Document segment:

Spilling my Guts

I am utterly overwhelmed. In trying to get my kids ready to go back to school next week, the supply lists for three kids are absurd. I have bills due, and no idea when the fraction of my child support will arrive, and the bills my RS president said would be paid last month never were, and now I have late fees and turn-off notices on top of them not being paid. I just got my textbook list for this fall and all four of the books are over $100 each, and I’m still fighting with Financial Aid to get my loans funded. I’m carrying 19 units this fall and its already starting to cause me to lose sleep, and two of the classes I have to take are at the farthest campus and I’m stressing over gas prices. Two of the classes I need are only offered M-F during the day with no night option, and I have a kindergartner on top of 2nd and 5th graders. I’m going to have to figure out what to do with her while I run back and forth from the far school, at least 2-3 of the five days. This is feeling more and more like a disaster waiting to happen, but no matter how I look at it, I can’t see a way around it. If I want to graduate, I have to take these two classes. I have to take the GRE this fall, when I thought I had until spring. I have to get my apps in for grad school before Christmas, when I thought I had until spring. I have more on my plate than I imagined possible. There is back-to-school night, and all the domestic chores, laundry and housekeeping stuff on top of all that other stuff. I have several free-lance jobs in the queue, and I need to get to them asap. But when? If my loans would fund it would solve a lot, and I could at least pay my bills. Scouts starts next week, Bean is turning eight and you know what that means, and I can’t even begin to think about it. All I want to do is crawl in bed and hide. And I can’t.

I know this will all shake out. It always does. I just can’t help feeling like I’m drowning this exact moment. And I don’t see any life-preservers bobbing on the water….

Object location annotation data:
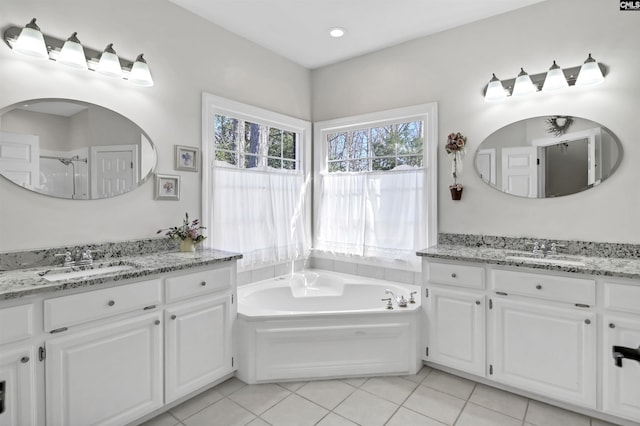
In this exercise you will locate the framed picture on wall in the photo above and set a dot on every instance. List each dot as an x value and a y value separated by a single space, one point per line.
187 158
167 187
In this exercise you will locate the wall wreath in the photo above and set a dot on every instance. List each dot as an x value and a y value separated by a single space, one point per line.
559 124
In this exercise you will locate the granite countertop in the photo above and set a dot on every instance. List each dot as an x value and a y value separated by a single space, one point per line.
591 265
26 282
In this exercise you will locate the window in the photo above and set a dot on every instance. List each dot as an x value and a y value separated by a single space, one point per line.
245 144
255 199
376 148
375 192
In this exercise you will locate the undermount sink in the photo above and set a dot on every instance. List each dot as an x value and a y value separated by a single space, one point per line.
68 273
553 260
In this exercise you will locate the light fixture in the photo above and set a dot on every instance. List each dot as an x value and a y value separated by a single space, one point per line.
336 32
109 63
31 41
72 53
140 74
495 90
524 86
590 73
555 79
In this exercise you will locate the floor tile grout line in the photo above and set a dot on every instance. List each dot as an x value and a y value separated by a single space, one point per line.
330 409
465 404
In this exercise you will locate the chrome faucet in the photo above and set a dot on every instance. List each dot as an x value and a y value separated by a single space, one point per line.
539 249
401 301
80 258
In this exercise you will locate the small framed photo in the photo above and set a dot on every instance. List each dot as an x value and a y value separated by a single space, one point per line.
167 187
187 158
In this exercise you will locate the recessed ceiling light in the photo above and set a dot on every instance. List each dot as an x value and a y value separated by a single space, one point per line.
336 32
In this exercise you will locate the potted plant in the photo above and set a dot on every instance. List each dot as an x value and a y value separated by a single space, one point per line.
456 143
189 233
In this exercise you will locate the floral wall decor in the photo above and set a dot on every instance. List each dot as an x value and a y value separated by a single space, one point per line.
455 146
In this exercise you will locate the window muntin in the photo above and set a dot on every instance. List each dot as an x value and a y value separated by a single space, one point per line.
==
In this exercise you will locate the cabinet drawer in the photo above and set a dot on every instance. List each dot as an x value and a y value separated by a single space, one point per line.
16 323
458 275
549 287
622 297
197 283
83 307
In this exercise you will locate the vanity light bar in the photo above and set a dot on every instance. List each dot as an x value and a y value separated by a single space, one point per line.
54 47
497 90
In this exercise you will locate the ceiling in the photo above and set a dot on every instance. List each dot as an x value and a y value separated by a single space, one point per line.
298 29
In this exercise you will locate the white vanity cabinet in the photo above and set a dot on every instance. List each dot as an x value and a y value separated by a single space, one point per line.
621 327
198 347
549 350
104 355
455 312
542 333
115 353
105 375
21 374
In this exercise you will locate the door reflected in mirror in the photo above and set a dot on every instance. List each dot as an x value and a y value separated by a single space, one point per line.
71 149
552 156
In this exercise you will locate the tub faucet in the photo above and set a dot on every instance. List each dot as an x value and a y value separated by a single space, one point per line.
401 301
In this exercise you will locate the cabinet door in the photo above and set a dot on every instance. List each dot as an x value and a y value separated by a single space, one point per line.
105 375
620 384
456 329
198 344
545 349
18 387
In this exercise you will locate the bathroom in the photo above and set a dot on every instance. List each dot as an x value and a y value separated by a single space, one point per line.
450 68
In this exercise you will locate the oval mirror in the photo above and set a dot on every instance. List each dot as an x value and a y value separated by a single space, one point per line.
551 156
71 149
...
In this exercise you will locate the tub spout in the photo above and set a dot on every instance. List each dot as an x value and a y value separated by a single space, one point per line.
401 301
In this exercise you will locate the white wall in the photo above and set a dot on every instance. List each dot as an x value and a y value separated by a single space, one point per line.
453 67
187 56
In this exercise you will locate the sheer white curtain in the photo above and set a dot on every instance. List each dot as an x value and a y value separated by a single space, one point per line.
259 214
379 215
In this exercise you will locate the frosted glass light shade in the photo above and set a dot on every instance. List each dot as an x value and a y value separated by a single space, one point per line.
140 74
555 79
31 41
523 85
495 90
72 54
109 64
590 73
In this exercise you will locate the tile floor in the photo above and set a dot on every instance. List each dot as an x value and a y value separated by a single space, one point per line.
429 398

Brief 1: According to the blog post about back-to-school stress, how many units is the writer carrying this fall?
Brief 2: Repeat the blog post about back-to-school stress from "I know this" to "on the water….".
Brief 3: Carry on writing the blog post about back-to-school stress, picking up right after its final sentence.

Right answer 1: 19 units

Right answer 2:
I know this will all shake out. It always does. I just can’t help feeling like I’m drowning this exact moment. And I don’t see any life-preservers bobbing on the water….

Right answer 3:
17 thoughts on “Spilling my Guts

  1. I know how you feel. I just had a similarly stressful month, but things worked out. Paycheck to paycheck is not fun, and neither is handout to handout, but things work out. 19 credits is a huge load. Hang in there.

    Is there an after-school program Abbey can go to?

  2. Now I’m feeling pretty useless…. BUT if you make it back to UT I’m pretty sure that HSF and I can work some childcare miracles for you……
    In the meantime I will pray… harder.

  3. Oh-my-I-hate-weeks-like-this. I can’t catch my breath. It’s overwhelming, to be sure! There are only four things to do:

    1. Just for a minute, sit down, put your feet up, and indulge in something to make you feel instantly better. For me, that would be chocolate. For you, that would be cheese. 🙂

    2. Take a deep breath. Then take another one. And then figure out which things in this mess you can control. You can call the RS pres and find out what happened about the unpaid bills. Does she know they didn’t end up getting paid? Because it was not your fault, will she be able to help with the late fees?

    3. Move forward, one itty bitty step at a time. Take another breath; take another step. When the hard things in life pile up on top of each other, it’s really easy to falter under the burden of *everything.* So, shift the load by taking things one at a time. Focus on one problem at a time. Just one.

    4. Remember that you have an army of people who have your back and who are praying for you and wanting to do whatever they can to help. For some of us, that is no more than prayers and wishes and words of support. But allow others to help in whatever way they can.

    How do I know this? Well, I’ve had my own weeks-like-this-that-overwhelm … last month, and most of the past 7 years have been regurgitated cycles of our own version of life’s overwhelming issues. It’s hard, oh so hard! But this is the only way I know how to get through it.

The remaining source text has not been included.